_What you should do_: All records are to be retyped faithfully and completely.

Data items:
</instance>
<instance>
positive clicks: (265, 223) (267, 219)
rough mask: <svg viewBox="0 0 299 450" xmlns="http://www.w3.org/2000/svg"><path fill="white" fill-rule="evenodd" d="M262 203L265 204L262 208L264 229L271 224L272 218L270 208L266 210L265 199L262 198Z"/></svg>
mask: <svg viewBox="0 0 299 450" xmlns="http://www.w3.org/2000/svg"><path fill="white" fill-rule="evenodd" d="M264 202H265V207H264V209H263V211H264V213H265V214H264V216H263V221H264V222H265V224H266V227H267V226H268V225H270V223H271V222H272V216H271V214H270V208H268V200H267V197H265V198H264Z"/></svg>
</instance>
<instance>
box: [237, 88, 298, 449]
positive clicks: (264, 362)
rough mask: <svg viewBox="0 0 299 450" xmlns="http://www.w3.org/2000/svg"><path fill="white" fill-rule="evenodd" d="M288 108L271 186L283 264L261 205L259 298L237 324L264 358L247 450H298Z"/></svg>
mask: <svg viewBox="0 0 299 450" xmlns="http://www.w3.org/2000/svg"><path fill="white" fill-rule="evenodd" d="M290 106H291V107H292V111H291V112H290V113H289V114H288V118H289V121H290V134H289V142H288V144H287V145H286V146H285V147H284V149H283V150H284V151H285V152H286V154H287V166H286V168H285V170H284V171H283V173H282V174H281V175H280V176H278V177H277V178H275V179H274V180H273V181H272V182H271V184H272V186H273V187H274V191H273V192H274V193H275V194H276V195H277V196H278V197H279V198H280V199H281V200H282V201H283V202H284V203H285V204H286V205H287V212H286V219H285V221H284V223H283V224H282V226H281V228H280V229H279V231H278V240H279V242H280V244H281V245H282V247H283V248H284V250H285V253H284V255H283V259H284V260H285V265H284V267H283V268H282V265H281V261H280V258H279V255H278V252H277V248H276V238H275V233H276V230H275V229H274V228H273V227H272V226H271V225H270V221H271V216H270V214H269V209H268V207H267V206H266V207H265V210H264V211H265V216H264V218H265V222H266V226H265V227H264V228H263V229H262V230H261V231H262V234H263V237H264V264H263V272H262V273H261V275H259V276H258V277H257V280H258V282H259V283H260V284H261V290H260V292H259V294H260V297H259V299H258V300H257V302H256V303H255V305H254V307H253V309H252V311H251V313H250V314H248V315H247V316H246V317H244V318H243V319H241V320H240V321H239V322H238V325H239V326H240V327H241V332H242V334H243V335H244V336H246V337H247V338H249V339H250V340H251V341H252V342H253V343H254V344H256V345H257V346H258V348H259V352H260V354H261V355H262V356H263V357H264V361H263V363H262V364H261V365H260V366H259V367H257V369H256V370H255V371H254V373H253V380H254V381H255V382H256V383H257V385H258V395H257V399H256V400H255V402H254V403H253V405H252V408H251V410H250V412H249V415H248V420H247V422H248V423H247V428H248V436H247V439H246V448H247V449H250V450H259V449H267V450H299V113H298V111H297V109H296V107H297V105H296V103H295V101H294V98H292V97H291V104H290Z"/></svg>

_Exercise result_:
</instance>
<instance>
positive clicks: (265, 223) (267, 219)
rough mask: <svg viewBox="0 0 299 450" xmlns="http://www.w3.org/2000/svg"><path fill="white" fill-rule="evenodd" d="M262 203L265 204L262 208L264 229L271 224L272 218L270 208L266 210L265 199L262 198Z"/></svg>
mask: <svg viewBox="0 0 299 450" xmlns="http://www.w3.org/2000/svg"><path fill="white" fill-rule="evenodd" d="M264 202H265V207H264V209H263V211H264V213H265V214H264V216H263V221H264V222H265V224H266V227H267V226H268V225H270V223H271V222H272V216H271V214H270V208H268V200H267V197H265V198H264Z"/></svg>
</instance>
<instance>
box: [237, 88, 298, 449]
positive clicks: (264, 362)
rough mask: <svg viewBox="0 0 299 450" xmlns="http://www.w3.org/2000/svg"><path fill="white" fill-rule="evenodd" d="M288 108L271 186L283 264L261 205L259 298L237 324L264 358L247 450H298Z"/></svg>
mask: <svg viewBox="0 0 299 450" xmlns="http://www.w3.org/2000/svg"><path fill="white" fill-rule="evenodd" d="M290 106H291V107H292V111H291V112H290V113H289V114H288V118H289V121H290V134H289V142H288V144H287V145H286V146H285V147H284V149H283V150H284V151H285V152H286V154H287V166H286V168H285V170H284V171H283V173H282V174H281V175H280V176H278V177H277V178H275V179H274V180H273V181H272V182H271V184H272V186H273V187H274V191H273V192H274V193H275V194H276V195H277V196H278V197H279V198H280V199H281V200H282V201H283V202H284V203H285V204H286V205H287V212H286V219H285V221H284V223H283V224H282V226H281V228H280V229H279V231H278V240H279V242H280V244H281V245H282V247H283V248H284V250H285V253H284V255H283V259H284V260H285V265H284V267H283V268H282V265H281V261H280V258H279V255H278V252H277V248H276V238H275V233H276V230H275V229H274V228H273V227H272V226H271V225H270V221H271V216H270V214H269V209H268V207H267V206H266V207H265V210H264V211H265V216H264V218H265V222H266V226H265V227H264V228H263V229H262V230H261V231H262V234H263V237H264V264H263V272H262V273H261V275H259V276H258V277H257V280H258V282H259V283H260V284H261V290H260V292H259V294H260V297H259V299H258V300H257V302H256V303H255V305H254V307H253V309H252V311H251V313H250V314H248V315H247V316H246V317H244V318H243V319H241V320H240V321H239V322H238V325H239V326H240V327H241V332H242V334H243V335H244V336H246V337H247V338H249V339H250V340H251V341H252V342H253V343H254V344H256V345H257V346H258V348H259V352H260V354H261V355H262V356H263V357H264V361H263V363H262V364H261V365H260V366H259V367H257V369H256V370H255V371H254V373H253V380H254V381H255V382H256V383H257V385H258V395H257V399H256V400H255V402H254V403H253V405H252V408H251V410H250V412H249V415H248V420H247V422H248V423H247V428H248V436H247V439H246V448H247V449H250V450H259V449H267V450H299V113H298V111H297V109H296V107H297V105H296V103H295V101H294V98H292V97H291V104H290Z"/></svg>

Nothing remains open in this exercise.